Tutela e rispetto delle donne che accettano una gravidanza per altri sono, a loro volta, fondamentali. È certamente possibile che le donne coinvolte sentano un’eccessiva pressione o accettino prima di valutare tutte le conseguenze. Altri aspetti relativi alla protezione delle donne riguardano la garanzia di cure sanitarie opportune e di sufficiente potere contrattuale.

Di nuovo, includere nel dibattito informazioni su come altri paesi mitigano questi rischi è utile. Alcuni paesi (come Canada, Usa, Inghilterra) che consentono la Gpa, per esempio, prevedono approfondite valutazioni mediche e psicologiche, impongono che passi del tempo fra l’accordo tra le parti e l’effettiva gravidanza, oppure consentono di condurre una gravidanza per altri solo a donne che hanno già figli biologici, e limitano il numero di Gpa che una donna può avere.

Inoltre, come spesso accade in caso di proibizionismo, c’è il rischio di un ricordo alla Gpa in altri paesi nel mercato illegale, verosimilmente più rischioso e pericoloso per tutte le parti coinvolte. D’altra parte, versioni più “informali” di Gpa sono esistite per lungo tempo; si pensi ad esempio a donne che “facevano un figlio” per una sorella o amica sterile, o alle “adozioni” di un figlio di troppo da parte di un parente. Nei paesi in cui la pratica e’ consentita, sono emerse agenzie specializzate che fanno da intermediarie tra le parti, fornendo assistenza legale e burocratica per prevenire possibili abusi.
= = = = =
* Completa quanto segue
**a)** Quali paesi cita il testo fornito come esempi di paesi che consentono la Gpa?
**b)** Secondo il testo fornito, perché le agenzie specializzate danno assistenza legale e burocratica alle parti nei paesi dove la pratica è consentita?
= = = = =
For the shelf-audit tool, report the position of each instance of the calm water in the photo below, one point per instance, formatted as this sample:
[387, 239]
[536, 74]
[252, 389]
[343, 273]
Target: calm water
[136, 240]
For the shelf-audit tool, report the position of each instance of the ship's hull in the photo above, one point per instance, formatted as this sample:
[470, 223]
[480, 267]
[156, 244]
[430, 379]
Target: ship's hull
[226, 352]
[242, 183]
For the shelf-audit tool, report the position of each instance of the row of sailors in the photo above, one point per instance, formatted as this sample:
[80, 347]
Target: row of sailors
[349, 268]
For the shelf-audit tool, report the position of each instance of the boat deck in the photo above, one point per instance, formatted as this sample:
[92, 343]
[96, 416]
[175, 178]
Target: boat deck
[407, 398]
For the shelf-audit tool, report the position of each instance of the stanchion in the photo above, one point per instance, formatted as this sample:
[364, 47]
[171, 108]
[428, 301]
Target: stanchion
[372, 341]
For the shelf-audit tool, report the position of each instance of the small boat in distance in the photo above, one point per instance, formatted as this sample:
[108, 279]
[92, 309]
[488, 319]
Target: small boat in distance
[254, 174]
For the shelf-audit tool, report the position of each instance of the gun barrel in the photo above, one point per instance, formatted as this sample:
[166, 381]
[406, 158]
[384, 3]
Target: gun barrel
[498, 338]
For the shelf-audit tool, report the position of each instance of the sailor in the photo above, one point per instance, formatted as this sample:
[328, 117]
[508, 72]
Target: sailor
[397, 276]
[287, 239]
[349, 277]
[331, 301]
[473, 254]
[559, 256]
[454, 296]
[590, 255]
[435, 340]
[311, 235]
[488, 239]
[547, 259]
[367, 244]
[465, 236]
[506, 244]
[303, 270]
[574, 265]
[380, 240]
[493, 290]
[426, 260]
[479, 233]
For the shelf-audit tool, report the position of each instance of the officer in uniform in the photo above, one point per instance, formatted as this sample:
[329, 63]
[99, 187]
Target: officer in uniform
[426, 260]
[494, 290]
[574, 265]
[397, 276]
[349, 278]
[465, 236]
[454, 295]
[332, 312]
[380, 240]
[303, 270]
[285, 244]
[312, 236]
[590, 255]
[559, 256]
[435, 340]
= = = = =
* Elenco risposte
**a)** Canada, Usa e Inghilterra.

**b)** Le agenzie fanno da intermediarie tra le parti e danno questa assistenza per prevenire possibili abusi.